#### Source excerpt ####
# Guide - only channels i get



## David B Gregory (Feb 26, 2018)

Is there an option on the bolt using Xfinity cable card to set the guide to only authorized channels. 
I suppose one option would be to go to favorites and check only those i get, but that is a PIA.
When i had DTV there was a guide option for only channels i get. I see channels and then when changing to them i get unauthorized now.


----------



## JoeKustra (Dec 7, 2012)

David B Gregory said:


> Is there an option on the bolt using Xfinity cable card to set the guide to only authorized channels.
> I suppose one option would be to go to favorites and check only those i get, but that is a PIA.
> When i had DTV there was a guide option for only channels i get. I see channels and then when changing to them i get unauthorized now.


When in the guide, hit "A". The option for just checked channels is "My Channels". If it's set to "ALL" you get everything.


----------



## UCLABB (May 29, 2012)

David B Gregory said:


> Is there an option on the bolt using Xfinity cable card to set the guide to only authorized channels.
> I suppose one option would be to go to favorites and check only those i get, but that is a PIA.
> When i had DTV there was a guide option for only channels i get. I see channels and then when changing to them i get unauthorized now.


You can set the guide to three different levels. All channels, My Channels (channels you receive and want in the guide and Favorite Channels. You have to set up the latter two levels by going to channels in settings and check the channels you receive and want and giving a thumbs up for favorites. This obviously is more cumbersome than the DTV option.


----------



## JoeKustra (Dec 7, 2012)

David B Gregory said:


> I suppose one option would be to go to favorites and check only those i get, but that is a PIA.


With TE4/Mira, TiVo added that Favorites list. It is not normal to display channels that are unavailable unless your cable pairing is messed up, your provider has messed up your account, or you selected premium channels during setup and you're not supposed to received them.


----------



## TonyD79 (Jan 4, 2002)

JoeKustra said:


> With TE4/Mira, TiVo added that Favorites list. It is not normal to display channels that are unavailable unless your cable pairing is messed up, your provider has messed up your account, or you selected premium channels during setup and you're not supposed to received them.
#### Data records ####
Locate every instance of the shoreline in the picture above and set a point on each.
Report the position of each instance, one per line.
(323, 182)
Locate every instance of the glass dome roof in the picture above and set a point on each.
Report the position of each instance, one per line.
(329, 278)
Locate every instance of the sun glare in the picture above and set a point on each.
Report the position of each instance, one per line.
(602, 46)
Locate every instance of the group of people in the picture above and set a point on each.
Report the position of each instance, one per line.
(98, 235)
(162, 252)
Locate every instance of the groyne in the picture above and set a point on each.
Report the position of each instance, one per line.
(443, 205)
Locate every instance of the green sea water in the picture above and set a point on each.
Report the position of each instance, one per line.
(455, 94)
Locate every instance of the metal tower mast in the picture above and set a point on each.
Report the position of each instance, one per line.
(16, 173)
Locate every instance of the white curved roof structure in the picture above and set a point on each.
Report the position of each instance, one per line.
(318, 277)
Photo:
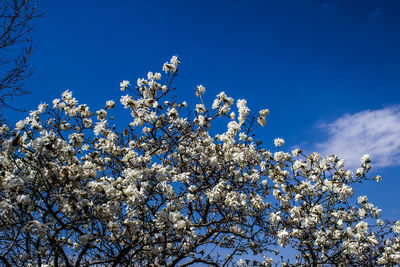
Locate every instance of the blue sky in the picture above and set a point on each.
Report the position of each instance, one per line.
(329, 71)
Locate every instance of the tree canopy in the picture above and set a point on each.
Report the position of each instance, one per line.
(164, 191)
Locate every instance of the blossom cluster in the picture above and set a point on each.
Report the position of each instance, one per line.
(166, 191)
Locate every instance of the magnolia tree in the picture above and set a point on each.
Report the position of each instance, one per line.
(164, 191)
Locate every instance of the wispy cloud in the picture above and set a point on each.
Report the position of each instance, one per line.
(374, 132)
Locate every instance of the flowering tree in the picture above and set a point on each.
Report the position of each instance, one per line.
(164, 191)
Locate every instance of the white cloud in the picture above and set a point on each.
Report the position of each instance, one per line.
(374, 132)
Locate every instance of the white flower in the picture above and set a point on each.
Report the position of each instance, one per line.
(362, 199)
(279, 142)
(283, 237)
(200, 90)
(124, 84)
(110, 104)
(296, 152)
(365, 158)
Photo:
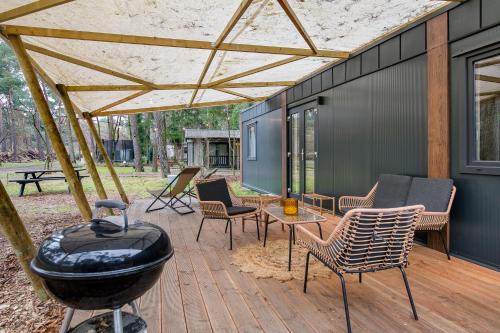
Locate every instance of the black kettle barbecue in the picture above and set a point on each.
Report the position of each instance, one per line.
(104, 264)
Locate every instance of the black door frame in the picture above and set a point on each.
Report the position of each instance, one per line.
(300, 109)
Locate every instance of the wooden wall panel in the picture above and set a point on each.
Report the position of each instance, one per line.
(438, 105)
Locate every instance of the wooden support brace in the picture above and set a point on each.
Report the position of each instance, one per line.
(106, 158)
(89, 161)
(14, 230)
(50, 125)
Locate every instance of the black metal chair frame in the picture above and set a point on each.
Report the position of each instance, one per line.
(344, 289)
(230, 225)
(171, 203)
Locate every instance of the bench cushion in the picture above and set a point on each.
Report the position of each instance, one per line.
(434, 194)
(215, 191)
(392, 191)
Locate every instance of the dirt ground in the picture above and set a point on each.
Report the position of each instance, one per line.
(20, 309)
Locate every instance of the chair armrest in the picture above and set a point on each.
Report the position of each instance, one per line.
(253, 201)
(213, 209)
(311, 236)
(355, 202)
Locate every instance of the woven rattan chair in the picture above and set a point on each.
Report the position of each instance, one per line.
(175, 191)
(218, 202)
(365, 240)
(431, 221)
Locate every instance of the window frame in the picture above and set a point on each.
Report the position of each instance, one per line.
(249, 126)
(469, 163)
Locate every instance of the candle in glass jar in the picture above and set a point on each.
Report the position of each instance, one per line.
(291, 206)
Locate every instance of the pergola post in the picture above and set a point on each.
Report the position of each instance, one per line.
(14, 230)
(89, 161)
(106, 158)
(51, 128)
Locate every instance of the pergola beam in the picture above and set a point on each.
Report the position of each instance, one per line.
(168, 42)
(255, 70)
(234, 93)
(105, 156)
(50, 125)
(296, 22)
(122, 100)
(86, 64)
(232, 22)
(227, 30)
(172, 107)
(133, 87)
(30, 8)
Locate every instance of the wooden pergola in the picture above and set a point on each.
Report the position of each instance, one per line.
(36, 32)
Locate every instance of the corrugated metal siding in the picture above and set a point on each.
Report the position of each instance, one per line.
(264, 173)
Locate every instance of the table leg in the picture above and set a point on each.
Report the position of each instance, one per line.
(320, 231)
(290, 248)
(266, 222)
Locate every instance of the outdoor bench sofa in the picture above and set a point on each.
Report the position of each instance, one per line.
(392, 191)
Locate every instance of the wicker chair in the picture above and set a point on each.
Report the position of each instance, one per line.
(430, 221)
(218, 202)
(366, 240)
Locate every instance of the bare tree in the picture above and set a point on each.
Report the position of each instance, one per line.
(134, 129)
(152, 135)
(161, 143)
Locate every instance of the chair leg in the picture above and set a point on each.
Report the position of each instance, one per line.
(266, 221)
(257, 224)
(307, 271)
(117, 321)
(409, 293)
(199, 231)
(320, 231)
(346, 305)
(230, 234)
(444, 244)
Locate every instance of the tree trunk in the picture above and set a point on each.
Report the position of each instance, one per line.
(134, 129)
(39, 144)
(161, 143)
(3, 136)
(71, 146)
(110, 137)
(154, 159)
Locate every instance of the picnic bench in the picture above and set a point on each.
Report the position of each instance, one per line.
(37, 176)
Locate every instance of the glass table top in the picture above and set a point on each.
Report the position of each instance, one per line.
(303, 216)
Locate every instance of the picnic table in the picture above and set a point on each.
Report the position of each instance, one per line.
(38, 175)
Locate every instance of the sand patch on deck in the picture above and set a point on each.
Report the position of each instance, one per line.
(272, 262)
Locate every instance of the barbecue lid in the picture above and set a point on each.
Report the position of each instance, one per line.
(102, 249)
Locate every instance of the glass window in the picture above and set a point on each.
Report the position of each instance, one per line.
(252, 141)
(486, 127)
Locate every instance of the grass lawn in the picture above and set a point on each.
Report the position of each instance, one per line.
(135, 184)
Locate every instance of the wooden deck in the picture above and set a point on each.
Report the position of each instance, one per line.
(200, 291)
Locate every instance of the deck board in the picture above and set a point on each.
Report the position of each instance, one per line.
(201, 291)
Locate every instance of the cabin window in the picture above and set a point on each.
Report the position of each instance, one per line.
(252, 141)
(484, 112)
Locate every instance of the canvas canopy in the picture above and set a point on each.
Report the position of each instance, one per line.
(123, 57)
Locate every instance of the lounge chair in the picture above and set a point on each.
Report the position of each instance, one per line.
(175, 191)
(436, 195)
(217, 203)
(365, 240)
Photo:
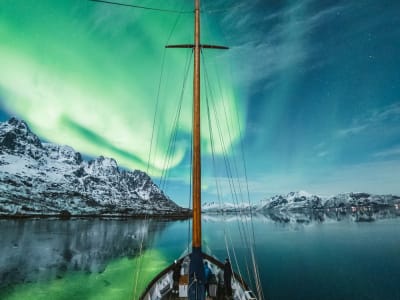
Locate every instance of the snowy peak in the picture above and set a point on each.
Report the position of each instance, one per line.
(214, 207)
(16, 137)
(46, 179)
(304, 200)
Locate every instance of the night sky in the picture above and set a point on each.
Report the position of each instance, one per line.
(310, 88)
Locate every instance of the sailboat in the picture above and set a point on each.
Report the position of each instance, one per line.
(191, 279)
(185, 278)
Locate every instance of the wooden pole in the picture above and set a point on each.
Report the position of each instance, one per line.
(196, 197)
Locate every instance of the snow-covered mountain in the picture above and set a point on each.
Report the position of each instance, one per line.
(214, 207)
(47, 179)
(303, 200)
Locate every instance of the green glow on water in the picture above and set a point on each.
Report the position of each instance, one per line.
(116, 282)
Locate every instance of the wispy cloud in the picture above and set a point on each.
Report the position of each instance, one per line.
(274, 42)
(393, 151)
(372, 119)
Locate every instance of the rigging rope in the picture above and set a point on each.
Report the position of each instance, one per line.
(246, 231)
(146, 219)
(143, 7)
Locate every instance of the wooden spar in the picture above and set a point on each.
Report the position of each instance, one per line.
(196, 154)
(196, 180)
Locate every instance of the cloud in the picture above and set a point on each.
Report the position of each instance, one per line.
(275, 42)
(372, 119)
(393, 151)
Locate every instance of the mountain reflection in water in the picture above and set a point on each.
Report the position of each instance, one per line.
(338, 250)
(45, 249)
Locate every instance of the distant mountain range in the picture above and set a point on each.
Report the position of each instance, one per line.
(39, 178)
(301, 200)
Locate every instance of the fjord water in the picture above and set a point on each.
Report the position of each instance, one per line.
(297, 259)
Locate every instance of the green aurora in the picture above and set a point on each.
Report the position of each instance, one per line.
(86, 74)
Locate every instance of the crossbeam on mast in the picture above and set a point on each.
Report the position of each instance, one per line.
(205, 46)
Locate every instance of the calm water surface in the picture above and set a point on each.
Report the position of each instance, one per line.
(298, 258)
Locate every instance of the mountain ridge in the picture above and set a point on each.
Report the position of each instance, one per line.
(38, 178)
(302, 200)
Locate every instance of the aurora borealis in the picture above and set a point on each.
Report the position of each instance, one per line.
(315, 84)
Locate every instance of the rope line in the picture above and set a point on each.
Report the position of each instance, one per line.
(143, 7)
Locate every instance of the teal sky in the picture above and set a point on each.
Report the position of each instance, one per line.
(310, 88)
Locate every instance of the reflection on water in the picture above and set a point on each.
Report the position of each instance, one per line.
(305, 216)
(342, 253)
(32, 250)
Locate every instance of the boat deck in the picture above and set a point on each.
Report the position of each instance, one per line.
(175, 296)
(220, 295)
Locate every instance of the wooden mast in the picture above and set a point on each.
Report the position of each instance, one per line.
(196, 268)
(196, 177)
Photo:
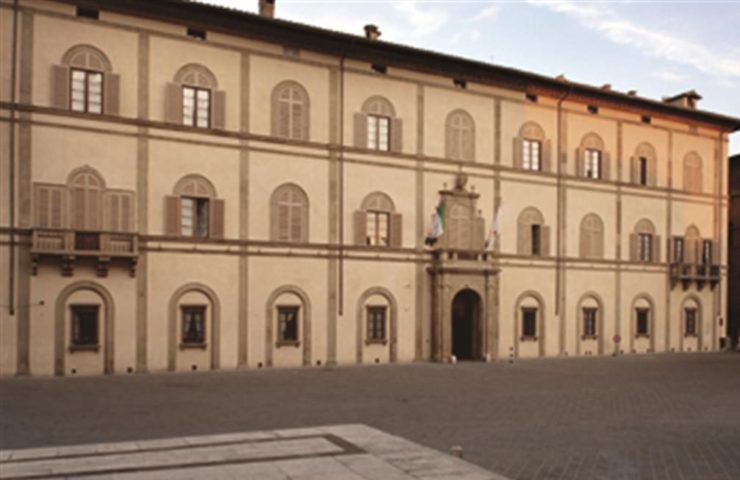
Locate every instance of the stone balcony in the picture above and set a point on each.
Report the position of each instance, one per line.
(71, 246)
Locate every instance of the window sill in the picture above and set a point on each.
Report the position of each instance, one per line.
(84, 348)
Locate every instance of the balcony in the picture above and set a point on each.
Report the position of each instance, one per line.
(70, 246)
(700, 274)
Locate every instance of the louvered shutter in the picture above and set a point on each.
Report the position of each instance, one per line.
(112, 87)
(396, 240)
(172, 222)
(396, 135)
(216, 217)
(219, 109)
(360, 127)
(60, 87)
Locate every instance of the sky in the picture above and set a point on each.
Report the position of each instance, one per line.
(658, 47)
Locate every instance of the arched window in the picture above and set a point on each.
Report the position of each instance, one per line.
(644, 165)
(592, 237)
(193, 99)
(531, 148)
(376, 126)
(533, 236)
(290, 111)
(592, 161)
(289, 214)
(194, 210)
(693, 177)
(376, 223)
(84, 82)
(460, 136)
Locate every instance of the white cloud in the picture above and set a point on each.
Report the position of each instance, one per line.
(652, 42)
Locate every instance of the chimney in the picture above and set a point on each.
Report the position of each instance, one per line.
(688, 100)
(372, 32)
(267, 8)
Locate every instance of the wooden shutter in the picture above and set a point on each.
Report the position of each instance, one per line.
(216, 218)
(545, 241)
(396, 135)
(172, 222)
(360, 227)
(547, 156)
(396, 240)
(517, 154)
(60, 86)
(111, 95)
(173, 103)
(360, 126)
(219, 109)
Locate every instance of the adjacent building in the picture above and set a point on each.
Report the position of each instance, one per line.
(188, 187)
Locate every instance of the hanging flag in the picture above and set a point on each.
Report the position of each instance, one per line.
(438, 224)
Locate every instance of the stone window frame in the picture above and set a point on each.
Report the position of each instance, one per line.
(527, 218)
(532, 131)
(303, 215)
(87, 58)
(379, 106)
(199, 187)
(294, 130)
(460, 136)
(379, 202)
(197, 76)
(590, 142)
(591, 241)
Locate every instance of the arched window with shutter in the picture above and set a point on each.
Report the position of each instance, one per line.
(290, 111)
(377, 224)
(460, 136)
(193, 99)
(84, 82)
(592, 237)
(289, 214)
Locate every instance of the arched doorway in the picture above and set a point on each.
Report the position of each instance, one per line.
(465, 325)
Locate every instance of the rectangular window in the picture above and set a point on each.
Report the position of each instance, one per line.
(643, 320)
(531, 155)
(288, 324)
(376, 317)
(85, 325)
(193, 325)
(645, 247)
(196, 107)
(592, 160)
(589, 321)
(690, 315)
(86, 91)
(536, 239)
(194, 217)
(378, 132)
(643, 171)
(529, 322)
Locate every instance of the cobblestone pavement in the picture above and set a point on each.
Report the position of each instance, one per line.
(653, 417)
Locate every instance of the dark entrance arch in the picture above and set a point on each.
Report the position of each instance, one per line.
(465, 325)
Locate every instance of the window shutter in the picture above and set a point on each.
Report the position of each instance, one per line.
(545, 241)
(219, 109)
(396, 135)
(396, 240)
(173, 103)
(360, 227)
(216, 217)
(60, 86)
(112, 87)
(172, 222)
(547, 156)
(517, 155)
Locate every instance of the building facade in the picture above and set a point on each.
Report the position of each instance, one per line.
(187, 187)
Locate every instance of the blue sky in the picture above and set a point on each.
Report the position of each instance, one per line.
(658, 48)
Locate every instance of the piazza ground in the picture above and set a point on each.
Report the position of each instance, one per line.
(653, 416)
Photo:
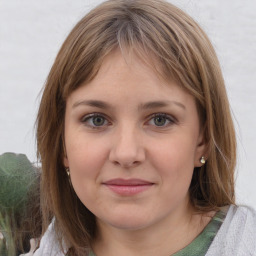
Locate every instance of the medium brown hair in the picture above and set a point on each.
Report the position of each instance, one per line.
(184, 53)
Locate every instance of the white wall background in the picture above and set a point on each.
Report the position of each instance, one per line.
(31, 32)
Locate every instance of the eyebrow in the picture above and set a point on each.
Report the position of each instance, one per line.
(92, 103)
(143, 106)
(160, 104)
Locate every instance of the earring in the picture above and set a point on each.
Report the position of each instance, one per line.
(202, 160)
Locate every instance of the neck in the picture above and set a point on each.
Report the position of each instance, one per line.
(163, 238)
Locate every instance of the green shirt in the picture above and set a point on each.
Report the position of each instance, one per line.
(200, 245)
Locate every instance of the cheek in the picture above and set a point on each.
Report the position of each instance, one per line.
(175, 163)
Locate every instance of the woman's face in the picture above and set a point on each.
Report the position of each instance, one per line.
(132, 142)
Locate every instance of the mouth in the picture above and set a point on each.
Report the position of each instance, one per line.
(128, 187)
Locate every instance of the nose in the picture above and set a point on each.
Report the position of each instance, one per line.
(127, 149)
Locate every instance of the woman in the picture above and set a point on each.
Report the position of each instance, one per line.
(137, 141)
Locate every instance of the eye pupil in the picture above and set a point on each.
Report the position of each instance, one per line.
(159, 120)
(98, 121)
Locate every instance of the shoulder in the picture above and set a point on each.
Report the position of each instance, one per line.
(237, 235)
(49, 244)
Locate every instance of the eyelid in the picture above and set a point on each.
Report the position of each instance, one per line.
(170, 118)
(87, 117)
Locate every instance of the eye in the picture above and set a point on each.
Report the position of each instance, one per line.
(95, 120)
(161, 120)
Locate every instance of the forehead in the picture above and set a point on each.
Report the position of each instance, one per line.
(126, 77)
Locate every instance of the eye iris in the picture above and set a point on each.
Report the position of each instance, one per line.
(98, 121)
(159, 120)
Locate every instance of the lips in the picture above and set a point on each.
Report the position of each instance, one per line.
(128, 187)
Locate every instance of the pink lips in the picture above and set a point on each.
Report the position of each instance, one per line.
(128, 187)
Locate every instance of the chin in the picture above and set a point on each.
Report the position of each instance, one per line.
(128, 221)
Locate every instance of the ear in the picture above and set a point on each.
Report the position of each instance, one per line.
(65, 158)
(201, 149)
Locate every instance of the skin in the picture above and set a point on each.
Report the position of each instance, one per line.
(130, 138)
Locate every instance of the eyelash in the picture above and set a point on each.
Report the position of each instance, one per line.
(89, 118)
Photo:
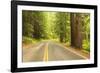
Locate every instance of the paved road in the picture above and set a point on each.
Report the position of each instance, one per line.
(49, 51)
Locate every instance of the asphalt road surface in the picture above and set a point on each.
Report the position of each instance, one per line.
(49, 51)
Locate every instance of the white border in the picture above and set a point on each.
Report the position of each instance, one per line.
(53, 63)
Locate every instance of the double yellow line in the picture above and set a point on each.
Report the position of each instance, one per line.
(45, 58)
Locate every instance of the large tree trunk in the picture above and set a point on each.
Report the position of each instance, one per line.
(76, 35)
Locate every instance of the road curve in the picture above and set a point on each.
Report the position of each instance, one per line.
(48, 51)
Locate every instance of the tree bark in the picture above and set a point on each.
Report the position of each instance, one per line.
(76, 35)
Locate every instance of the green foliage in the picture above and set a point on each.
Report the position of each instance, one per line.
(27, 40)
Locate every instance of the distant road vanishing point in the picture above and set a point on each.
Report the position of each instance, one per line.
(49, 51)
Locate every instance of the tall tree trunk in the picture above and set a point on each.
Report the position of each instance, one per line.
(76, 35)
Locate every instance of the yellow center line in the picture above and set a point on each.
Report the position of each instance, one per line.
(45, 58)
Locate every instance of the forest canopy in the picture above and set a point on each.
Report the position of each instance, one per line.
(64, 27)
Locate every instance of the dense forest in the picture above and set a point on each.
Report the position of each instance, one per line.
(69, 28)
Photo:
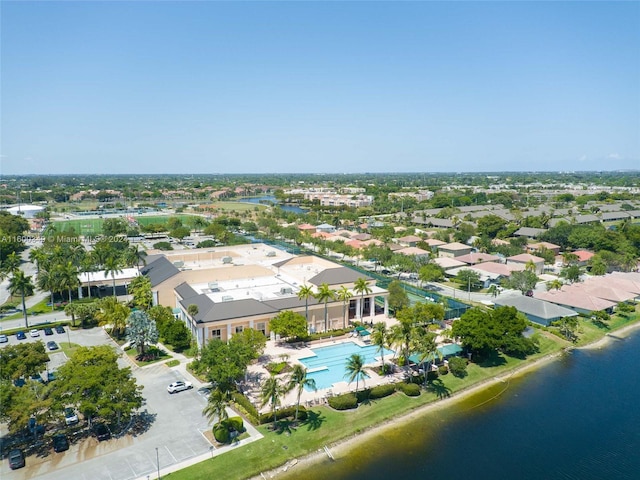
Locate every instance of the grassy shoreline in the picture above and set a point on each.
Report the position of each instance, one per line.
(332, 428)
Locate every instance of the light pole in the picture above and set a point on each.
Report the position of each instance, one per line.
(158, 462)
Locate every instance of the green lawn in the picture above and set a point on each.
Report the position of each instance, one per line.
(327, 426)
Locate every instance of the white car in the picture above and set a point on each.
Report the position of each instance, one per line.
(179, 386)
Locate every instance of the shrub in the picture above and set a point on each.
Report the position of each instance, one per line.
(221, 433)
(345, 401)
(409, 389)
(235, 424)
(284, 413)
(458, 366)
(382, 391)
(245, 405)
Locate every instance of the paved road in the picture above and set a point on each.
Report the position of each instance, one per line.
(177, 430)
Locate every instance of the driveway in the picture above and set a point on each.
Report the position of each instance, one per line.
(175, 433)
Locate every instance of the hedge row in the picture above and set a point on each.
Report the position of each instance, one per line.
(409, 389)
(382, 391)
(284, 413)
(345, 401)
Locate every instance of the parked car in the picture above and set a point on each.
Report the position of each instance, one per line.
(16, 459)
(70, 416)
(102, 432)
(60, 443)
(179, 386)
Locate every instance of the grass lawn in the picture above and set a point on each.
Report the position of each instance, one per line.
(326, 426)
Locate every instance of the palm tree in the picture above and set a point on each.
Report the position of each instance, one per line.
(381, 337)
(305, 292)
(217, 405)
(424, 343)
(362, 287)
(22, 285)
(272, 392)
(69, 277)
(355, 369)
(344, 295)
(298, 381)
(112, 266)
(324, 294)
(554, 284)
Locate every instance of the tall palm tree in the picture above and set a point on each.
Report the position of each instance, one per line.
(424, 343)
(324, 294)
(381, 337)
(355, 369)
(217, 405)
(69, 277)
(20, 284)
(272, 392)
(298, 381)
(344, 295)
(112, 266)
(305, 292)
(362, 287)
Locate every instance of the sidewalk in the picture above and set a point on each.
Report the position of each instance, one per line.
(253, 432)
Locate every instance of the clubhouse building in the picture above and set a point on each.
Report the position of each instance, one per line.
(245, 286)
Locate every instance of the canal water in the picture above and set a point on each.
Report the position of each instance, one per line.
(270, 199)
(575, 418)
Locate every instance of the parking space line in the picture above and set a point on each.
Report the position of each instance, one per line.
(169, 451)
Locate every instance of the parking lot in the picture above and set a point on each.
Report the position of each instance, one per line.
(175, 433)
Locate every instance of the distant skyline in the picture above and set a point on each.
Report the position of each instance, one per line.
(318, 87)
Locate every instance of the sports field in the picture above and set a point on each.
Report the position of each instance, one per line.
(93, 226)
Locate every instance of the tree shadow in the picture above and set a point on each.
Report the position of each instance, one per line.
(493, 359)
(139, 424)
(314, 420)
(439, 388)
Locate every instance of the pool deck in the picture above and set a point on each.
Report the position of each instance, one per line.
(276, 351)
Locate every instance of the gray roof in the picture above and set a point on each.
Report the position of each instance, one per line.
(529, 231)
(337, 276)
(220, 311)
(185, 290)
(158, 269)
(535, 307)
(586, 219)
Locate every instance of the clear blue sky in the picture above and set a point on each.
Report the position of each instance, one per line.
(228, 87)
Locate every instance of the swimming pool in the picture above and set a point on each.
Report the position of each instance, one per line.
(327, 365)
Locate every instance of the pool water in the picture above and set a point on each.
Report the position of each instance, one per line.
(327, 365)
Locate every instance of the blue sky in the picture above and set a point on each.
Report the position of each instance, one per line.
(268, 87)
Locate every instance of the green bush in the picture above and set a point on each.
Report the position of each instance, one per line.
(409, 389)
(284, 413)
(235, 423)
(458, 366)
(382, 391)
(345, 401)
(221, 433)
(246, 406)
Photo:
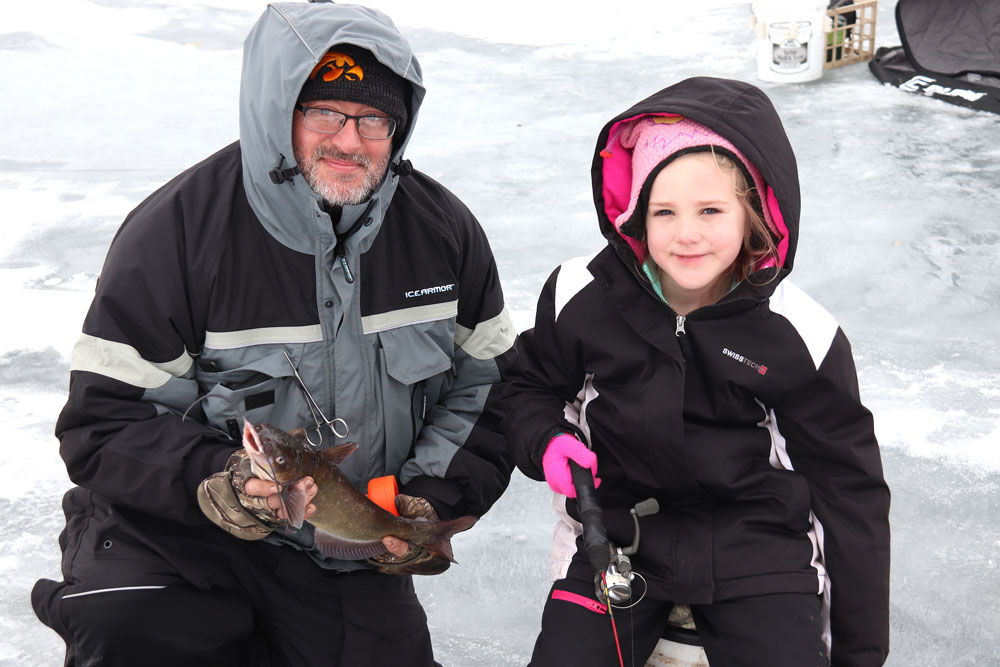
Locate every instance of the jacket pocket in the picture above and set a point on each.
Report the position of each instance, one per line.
(416, 370)
(262, 389)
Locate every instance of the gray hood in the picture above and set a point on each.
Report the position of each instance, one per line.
(281, 50)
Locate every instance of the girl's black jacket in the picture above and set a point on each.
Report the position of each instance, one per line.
(742, 419)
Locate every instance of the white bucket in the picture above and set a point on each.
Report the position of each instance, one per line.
(790, 39)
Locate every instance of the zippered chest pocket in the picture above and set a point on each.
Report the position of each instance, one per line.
(417, 369)
(262, 389)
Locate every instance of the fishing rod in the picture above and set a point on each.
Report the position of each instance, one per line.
(612, 566)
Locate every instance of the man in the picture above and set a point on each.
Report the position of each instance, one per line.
(305, 276)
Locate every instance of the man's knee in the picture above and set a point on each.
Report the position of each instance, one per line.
(147, 625)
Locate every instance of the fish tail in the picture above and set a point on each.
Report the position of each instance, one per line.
(441, 541)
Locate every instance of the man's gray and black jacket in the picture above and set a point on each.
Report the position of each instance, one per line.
(743, 419)
(392, 315)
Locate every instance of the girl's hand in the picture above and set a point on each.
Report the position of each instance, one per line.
(555, 463)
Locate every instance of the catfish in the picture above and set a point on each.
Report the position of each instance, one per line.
(348, 525)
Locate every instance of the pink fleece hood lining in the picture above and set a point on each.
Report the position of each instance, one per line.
(621, 192)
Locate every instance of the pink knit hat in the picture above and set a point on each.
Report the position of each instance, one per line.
(636, 146)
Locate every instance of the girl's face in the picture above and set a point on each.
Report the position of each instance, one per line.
(695, 225)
####
Exercise tasks:
• 1. Reproduce the guide-channels thread from "You can set" up to and including "the DTV option.", swapping "cumbersome" for "tedious".
• 2. Write the next part of the forum thread about showing only received channels in the guide, starting right after its final sentence.

Answers below:
• 1.
You can set the guide to three different levels. All channels, My Channels (channels you receive and want in the guide and Favorite Channels. You have to set up the latter two levels by going to channels in settings and check the channels you receive and want and giving a thumbs up for favorites. This obviously is more tedious than the DTV option.

• 2.
I see a ton of channels I don't get with fios. The cable card just maps the channels, it doesn't detect if you get them or not.


----------



## JoeKustra (Dec 7, 2012)

TonyD79 said:


> I see a ton of channels I don't get with fios. The cable card just maps the channels, it doesn't detect if you get them or not.


That sucks. But I probably spend 10 minutes after a Guided Setup with channel settings for checked, unchecked and favorites. New channels usually have a message. I can't understand why TE4 has a separate menu for favorites. I get 400 channels in my list, 50 checked, and 20 favorites.


----------



## Mr Tony (Dec 20, 2012)

TonyD79 said:


> I see a ton of channels I don't get with fios. The cable card just maps the channels, it doesn't detect if you get them or not.


same with Mediacom. So I had to go through the channel list and remove all the ones I dont get


----------



## Emacee (Dec 15, 2000)

Go to: Tivo Central > Settings & Messages > Channel Settings > Channel List.
Use the up and down arrows to move through the list. Use the Select button to select channels you want (or unselect channels selected automatically during Guided Set-up). You can unselect channels you don't receive and those you don't want (i.e., foreign language, home shopping, religion, political views you don't agree with....). 
Use the green Thumbs Up button to make a selected channel a Favorite; the red Thumbs Down button removes a favorite.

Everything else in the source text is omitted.